## Your assignment
The expected answer holds every line from the first line of the data below through the line containing "Trace the outline of the brown spider.", exactly as written, and no other line.

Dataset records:
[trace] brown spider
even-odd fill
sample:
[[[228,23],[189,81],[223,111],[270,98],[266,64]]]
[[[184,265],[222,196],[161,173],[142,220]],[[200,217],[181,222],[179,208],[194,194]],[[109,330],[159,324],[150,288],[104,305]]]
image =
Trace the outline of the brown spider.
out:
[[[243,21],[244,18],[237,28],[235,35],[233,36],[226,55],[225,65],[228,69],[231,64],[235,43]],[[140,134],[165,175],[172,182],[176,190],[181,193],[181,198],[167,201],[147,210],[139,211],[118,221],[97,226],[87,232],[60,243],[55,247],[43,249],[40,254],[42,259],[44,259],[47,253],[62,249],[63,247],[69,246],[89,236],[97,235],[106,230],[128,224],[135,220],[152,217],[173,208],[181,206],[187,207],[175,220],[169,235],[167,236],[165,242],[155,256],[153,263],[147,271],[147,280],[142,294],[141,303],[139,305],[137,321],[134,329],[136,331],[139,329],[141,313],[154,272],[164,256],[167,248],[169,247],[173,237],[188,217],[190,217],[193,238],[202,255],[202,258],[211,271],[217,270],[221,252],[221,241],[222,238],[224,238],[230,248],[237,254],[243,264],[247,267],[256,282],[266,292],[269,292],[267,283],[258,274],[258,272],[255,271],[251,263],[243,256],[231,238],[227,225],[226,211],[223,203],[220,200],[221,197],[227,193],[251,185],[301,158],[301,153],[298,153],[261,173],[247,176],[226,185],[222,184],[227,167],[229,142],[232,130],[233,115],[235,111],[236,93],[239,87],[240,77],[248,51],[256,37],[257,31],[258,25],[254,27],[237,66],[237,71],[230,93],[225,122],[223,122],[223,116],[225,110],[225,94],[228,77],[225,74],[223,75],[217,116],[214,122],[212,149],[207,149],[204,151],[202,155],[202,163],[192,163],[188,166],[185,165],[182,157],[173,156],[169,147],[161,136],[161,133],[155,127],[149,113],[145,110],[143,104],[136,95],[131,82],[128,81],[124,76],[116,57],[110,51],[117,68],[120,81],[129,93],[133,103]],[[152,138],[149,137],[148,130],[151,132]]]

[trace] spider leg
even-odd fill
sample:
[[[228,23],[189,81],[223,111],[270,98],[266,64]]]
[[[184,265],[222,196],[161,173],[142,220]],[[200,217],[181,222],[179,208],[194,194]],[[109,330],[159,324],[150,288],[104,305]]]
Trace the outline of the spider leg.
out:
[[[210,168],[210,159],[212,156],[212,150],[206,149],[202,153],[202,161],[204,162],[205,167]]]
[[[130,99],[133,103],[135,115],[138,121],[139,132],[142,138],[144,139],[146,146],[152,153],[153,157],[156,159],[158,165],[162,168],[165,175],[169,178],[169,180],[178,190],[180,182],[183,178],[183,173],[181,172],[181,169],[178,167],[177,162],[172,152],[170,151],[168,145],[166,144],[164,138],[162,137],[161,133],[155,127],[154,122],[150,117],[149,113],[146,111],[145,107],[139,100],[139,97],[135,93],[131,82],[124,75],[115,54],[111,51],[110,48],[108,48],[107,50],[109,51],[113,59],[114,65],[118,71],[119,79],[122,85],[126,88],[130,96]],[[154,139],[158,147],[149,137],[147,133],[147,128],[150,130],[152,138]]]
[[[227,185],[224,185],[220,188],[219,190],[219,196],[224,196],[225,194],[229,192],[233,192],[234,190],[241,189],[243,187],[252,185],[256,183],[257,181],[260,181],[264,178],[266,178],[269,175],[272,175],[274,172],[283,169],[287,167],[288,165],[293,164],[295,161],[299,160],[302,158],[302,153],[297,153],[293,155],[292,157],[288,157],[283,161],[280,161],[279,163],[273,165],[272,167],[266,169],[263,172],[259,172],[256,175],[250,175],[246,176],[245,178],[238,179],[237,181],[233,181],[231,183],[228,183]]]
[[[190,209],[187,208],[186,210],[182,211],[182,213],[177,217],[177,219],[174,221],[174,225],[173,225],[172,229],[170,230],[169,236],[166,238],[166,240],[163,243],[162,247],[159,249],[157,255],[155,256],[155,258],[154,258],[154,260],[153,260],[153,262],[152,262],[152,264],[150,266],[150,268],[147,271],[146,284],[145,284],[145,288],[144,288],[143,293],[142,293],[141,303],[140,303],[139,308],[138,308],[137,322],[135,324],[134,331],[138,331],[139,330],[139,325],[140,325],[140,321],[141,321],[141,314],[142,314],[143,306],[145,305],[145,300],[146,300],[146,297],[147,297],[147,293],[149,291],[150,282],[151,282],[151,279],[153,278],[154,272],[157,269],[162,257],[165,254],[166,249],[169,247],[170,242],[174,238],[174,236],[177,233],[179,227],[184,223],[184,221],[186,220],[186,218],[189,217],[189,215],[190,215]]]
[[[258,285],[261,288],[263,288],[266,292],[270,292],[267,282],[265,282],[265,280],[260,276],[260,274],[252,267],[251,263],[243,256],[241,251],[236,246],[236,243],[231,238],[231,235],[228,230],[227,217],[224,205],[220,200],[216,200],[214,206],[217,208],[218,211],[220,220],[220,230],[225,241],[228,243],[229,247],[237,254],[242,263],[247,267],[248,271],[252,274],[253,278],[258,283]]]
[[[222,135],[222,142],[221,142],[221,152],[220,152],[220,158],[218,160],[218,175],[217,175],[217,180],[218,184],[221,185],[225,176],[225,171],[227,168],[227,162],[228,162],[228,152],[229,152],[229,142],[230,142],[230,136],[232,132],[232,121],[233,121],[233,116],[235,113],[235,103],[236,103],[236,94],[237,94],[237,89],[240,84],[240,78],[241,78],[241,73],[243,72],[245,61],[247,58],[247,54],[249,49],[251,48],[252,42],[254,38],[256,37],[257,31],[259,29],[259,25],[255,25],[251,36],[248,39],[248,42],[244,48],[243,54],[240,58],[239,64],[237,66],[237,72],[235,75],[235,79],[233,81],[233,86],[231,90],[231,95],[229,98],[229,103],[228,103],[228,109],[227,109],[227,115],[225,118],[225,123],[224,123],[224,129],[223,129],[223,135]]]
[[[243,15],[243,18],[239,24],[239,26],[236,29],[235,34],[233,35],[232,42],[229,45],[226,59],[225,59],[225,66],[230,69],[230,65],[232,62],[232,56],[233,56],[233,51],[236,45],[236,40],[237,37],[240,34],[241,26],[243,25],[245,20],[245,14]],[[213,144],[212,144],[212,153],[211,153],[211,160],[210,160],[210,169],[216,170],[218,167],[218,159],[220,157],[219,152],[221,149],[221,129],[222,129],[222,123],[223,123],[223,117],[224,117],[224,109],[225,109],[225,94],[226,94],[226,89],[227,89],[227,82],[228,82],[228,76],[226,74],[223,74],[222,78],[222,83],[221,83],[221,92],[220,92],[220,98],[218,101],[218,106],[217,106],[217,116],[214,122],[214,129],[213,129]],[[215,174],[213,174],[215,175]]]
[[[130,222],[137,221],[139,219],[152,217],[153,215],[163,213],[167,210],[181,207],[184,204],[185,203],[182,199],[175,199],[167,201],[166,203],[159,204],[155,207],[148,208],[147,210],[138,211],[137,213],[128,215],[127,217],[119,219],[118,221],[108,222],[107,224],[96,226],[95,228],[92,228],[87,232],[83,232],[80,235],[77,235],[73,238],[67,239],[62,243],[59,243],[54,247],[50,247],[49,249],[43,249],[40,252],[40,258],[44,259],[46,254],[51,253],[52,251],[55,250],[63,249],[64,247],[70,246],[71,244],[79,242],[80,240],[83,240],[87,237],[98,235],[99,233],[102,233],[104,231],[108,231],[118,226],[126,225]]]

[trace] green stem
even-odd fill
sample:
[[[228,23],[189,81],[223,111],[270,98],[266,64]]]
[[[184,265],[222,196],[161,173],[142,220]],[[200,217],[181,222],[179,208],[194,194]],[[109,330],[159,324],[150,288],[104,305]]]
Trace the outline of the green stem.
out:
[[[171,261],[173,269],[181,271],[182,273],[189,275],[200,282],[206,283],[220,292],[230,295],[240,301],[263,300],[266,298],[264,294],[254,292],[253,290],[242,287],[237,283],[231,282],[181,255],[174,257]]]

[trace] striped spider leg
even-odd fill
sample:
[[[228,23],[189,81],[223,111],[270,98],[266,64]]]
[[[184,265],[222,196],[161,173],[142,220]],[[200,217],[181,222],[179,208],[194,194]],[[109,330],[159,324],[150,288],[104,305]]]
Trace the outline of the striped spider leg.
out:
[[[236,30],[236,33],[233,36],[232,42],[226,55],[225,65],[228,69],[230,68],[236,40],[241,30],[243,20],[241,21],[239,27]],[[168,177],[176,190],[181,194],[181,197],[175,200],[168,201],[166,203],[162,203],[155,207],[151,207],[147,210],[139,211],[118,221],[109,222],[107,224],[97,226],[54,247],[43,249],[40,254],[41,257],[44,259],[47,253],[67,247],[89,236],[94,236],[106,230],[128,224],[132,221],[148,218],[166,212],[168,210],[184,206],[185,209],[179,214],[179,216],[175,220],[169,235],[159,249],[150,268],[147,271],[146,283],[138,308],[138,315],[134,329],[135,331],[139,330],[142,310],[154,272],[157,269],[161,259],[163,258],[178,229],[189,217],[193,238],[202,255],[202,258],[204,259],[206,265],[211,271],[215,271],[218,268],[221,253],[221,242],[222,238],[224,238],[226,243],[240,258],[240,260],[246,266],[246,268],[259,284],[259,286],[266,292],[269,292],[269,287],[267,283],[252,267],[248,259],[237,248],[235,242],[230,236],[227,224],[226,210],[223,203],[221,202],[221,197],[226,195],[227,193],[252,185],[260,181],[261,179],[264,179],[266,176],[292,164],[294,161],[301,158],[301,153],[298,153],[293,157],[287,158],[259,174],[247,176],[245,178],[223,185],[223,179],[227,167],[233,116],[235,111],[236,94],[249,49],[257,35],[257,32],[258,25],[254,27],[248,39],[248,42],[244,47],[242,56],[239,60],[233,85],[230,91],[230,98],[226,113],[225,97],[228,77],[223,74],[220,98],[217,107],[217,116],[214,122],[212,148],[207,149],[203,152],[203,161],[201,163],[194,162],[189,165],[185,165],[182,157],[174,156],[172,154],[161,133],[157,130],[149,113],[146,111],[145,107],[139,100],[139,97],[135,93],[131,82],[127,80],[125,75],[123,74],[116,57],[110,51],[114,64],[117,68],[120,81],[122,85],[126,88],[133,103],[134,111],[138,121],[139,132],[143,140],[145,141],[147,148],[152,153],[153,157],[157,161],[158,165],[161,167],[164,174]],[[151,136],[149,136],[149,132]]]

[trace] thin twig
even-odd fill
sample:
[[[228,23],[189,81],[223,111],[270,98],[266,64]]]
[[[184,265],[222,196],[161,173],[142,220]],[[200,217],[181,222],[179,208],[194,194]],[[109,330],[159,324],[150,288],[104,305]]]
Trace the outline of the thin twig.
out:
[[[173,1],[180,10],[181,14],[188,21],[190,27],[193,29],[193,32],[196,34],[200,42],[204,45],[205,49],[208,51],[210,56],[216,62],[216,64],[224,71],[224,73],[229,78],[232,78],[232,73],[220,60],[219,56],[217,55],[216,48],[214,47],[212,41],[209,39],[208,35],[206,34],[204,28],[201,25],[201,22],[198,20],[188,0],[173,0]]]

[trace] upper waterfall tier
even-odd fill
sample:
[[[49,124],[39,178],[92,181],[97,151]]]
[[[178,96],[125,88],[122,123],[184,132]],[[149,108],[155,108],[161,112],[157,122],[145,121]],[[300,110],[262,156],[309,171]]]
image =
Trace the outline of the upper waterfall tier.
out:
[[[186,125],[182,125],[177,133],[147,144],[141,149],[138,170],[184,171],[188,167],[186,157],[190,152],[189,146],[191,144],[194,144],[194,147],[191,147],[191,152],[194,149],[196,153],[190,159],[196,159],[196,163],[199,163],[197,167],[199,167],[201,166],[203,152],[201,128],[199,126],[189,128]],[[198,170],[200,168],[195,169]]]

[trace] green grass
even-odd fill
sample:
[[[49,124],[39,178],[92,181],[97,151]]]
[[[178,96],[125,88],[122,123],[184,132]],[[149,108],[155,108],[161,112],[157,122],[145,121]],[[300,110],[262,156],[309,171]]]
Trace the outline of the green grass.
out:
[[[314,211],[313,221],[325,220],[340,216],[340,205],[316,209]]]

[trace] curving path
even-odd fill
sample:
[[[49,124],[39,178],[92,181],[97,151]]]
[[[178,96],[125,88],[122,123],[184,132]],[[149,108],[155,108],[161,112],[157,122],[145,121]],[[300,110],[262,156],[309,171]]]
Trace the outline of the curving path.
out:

## Reply to the task
[trace] brown spider
even-odd fill
sample:
[[[228,23],[189,81],[223,111],[270,98],[266,64]]]
[[[184,265],[222,196],[161,173],[142,220]],[[200,217],[181,222],[179,208],[194,194]],[[109,330],[159,324],[150,288],[104,305]]]
image =
Trace the outline of the brown spider.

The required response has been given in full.